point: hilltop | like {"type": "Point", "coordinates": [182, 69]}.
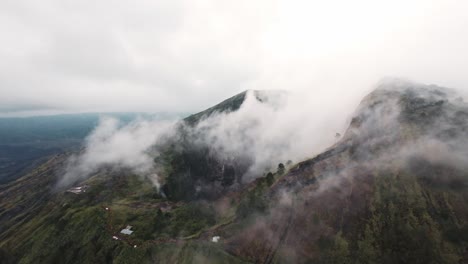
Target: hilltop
{"type": "Point", "coordinates": [393, 189]}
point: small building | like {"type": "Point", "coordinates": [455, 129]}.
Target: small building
{"type": "Point", "coordinates": [78, 190]}
{"type": "Point", "coordinates": [127, 230]}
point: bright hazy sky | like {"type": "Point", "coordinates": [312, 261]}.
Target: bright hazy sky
{"type": "Point", "coordinates": [186, 55]}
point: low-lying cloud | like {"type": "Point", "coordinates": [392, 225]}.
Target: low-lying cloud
{"type": "Point", "coordinates": [120, 146]}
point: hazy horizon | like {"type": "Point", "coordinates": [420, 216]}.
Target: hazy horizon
{"type": "Point", "coordinates": [183, 56]}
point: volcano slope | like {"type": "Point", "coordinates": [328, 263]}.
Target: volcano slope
{"type": "Point", "coordinates": [392, 190]}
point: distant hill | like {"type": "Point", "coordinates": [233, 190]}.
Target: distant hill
{"type": "Point", "coordinates": [26, 141]}
{"type": "Point", "coordinates": [393, 189]}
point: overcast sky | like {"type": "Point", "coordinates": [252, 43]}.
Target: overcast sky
{"type": "Point", "coordinates": [184, 56]}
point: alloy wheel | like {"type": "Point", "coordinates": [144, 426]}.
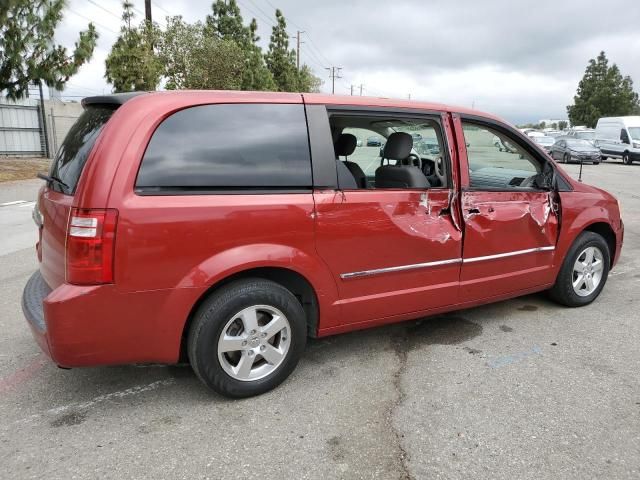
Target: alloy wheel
{"type": "Point", "coordinates": [587, 271]}
{"type": "Point", "coordinates": [254, 343]}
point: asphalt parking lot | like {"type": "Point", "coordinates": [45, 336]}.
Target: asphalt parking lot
{"type": "Point", "coordinates": [516, 390]}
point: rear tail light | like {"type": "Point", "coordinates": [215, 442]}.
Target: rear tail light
{"type": "Point", "coordinates": [90, 247]}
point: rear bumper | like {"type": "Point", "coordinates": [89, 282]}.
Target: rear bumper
{"type": "Point", "coordinates": [619, 242]}
{"type": "Point", "coordinates": [35, 291]}
{"type": "Point", "coordinates": [81, 326]}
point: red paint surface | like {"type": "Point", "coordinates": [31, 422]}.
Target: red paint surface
{"type": "Point", "coordinates": [170, 250]}
{"type": "Point", "coordinates": [23, 375]}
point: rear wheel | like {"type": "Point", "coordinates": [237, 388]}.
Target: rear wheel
{"type": "Point", "coordinates": [584, 271]}
{"type": "Point", "coordinates": [247, 338]}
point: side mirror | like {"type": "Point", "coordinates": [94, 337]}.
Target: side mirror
{"type": "Point", "coordinates": [546, 179]}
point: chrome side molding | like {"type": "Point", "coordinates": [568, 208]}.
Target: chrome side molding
{"type": "Point", "coordinates": [509, 254]}
{"type": "Point", "coordinates": [452, 261]}
{"type": "Point", "coordinates": [401, 268]}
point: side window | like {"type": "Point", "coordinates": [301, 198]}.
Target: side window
{"type": "Point", "coordinates": [415, 147]}
{"type": "Point", "coordinates": [368, 152]}
{"type": "Point", "coordinates": [497, 161]}
{"type": "Point", "coordinates": [237, 146]}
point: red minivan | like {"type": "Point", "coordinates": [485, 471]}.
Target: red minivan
{"type": "Point", "coordinates": [224, 228]}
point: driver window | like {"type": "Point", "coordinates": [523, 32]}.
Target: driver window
{"type": "Point", "coordinates": [496, 161]}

## TO DO
Output the lines above in full and exactly as given, omitting any pictures.

## RESPONSE TO THE EXERCISE
point: hilltop | like {"type": "Point", "coordinates": [182, 69]}.
Target: hilltop
{"type": "Point", "coordinates": [393, 189]}
point: small building | like {"type": "Point", "coordinates": [455, 129]}.
Target: small building
{"type": "Point", "coordinates": [78, 190]}
{"type": "Point", "coordinates": [127, 230]}
point: bright hazy sky | like {"type": "Point", "coordinates": [312, 261]}.
Target: bright hazy sky
{"type": "Point", "coordinates": [186, 55]}
point: low-lying cloud | like {"type": "Point", "coordinates": [392, 225]}.
Target: low-lying cloud
{"type": "Point", "coordinates": [120, 146]}
point: hazy horizon | like {"type": "Point", "coordinates": [420, 216]}.
Target: hazy horizon
{"type": "Point", "coordinates": [183, 56]}
point: volcano slope | like {"type": "Point", "coordinates": [328, 263]}.
Target: volcano slope
{"type": "Point", "coordinates": [392, 190]}
point: distant hill | like {"type": "Point", "coordinates": [233, 190]}.
Target: distant hill
{"type": "Point", "coordinates": [26, 141]}
{"type": "Point", "coordinates": [393, 189]}
point: overcast sky | like {"type": "Point", "coordinates": [252, 43]}.
Target: overcast sky
{"type": "Point", "coordinates": [184, 56]}
point: alloy wheel | like {"type": "Point", "coordinates": [144, 426]}.
Target: alloy wheel
{"type": "Point", "coordinates": [587, 271]}
{"type": "Point", "coordinates": [254, 343]}
point: asphalt parking lot | like {"type": "Point", "coordinates": [45, 336]}.
Target: asphalt parking lot
{"type": "Point", "coordinates": [516, 390]}
point: rear tail light | like {"type": "Point", "coordinates": [215, 442]}.
Target: rear tail light
{"type": "Point", "coordinates": [90, 247]}
point: rear bumper | like {"type": "Point", "coordinates": [89, 282]}.
Target: rear bumper
{"type": "Point", "coordinates": [619, 242]}
{"type": "Point", "coordinates": [35, 291]}
{"type": "Point", "coordinates": [81, 326]}
point: red paint surface | like {"type": "Point", "coordinates": [31, 422]}.
Target: red paint surface
{"type": "Point", "coordinates": [170, 250]}
{"type": "Point", "coordinates": [23, 375]}
point: rear wheel | like {"type": "Point", "coordinates": [237, 388]}.
Target: rear wheel
{"type": "Point", "coordinates": [584, 271]}
{"type": "Point", "coordinates": [247, 338]}
point: side mirror | like {"type": "Point", "coordinates": [94, 337]}.
Target: side mirror
{"type": "Point", "coordinates": [546, 179]}
point: chrome side molding | like {"type": "Point", "coordinates": [568, 208]}.
Target: chrome side molding
{"type": "Point", "coordinates": [509, 254]}
{"type": "Point", "coordinates": [452, 261]}
{"type": "Point", "coordinates": [401, 268]}
point: side window | like {"type": "Point", "coordinates": [301, 198]}.
Target: side window
{"type": "Point", "coordinates": [415, 147]}
{"type": "Point", "coordinates": [368, 152]}
{"type": "Point", "coordinates": [497, 161]}
{"type": "Point", "coordinates": [237, 146]}
point: red minivan | like {"type": "Point", "coordinates": [485, 471]}.
Target: red minivan
{"type": "Point", "coordinates": [224, 228]}
point: driver window | like {"type": "Point", "coordinates": [523, 32]}.
Target: driver window
{"type": "Point", "coordinates": [496, 161]}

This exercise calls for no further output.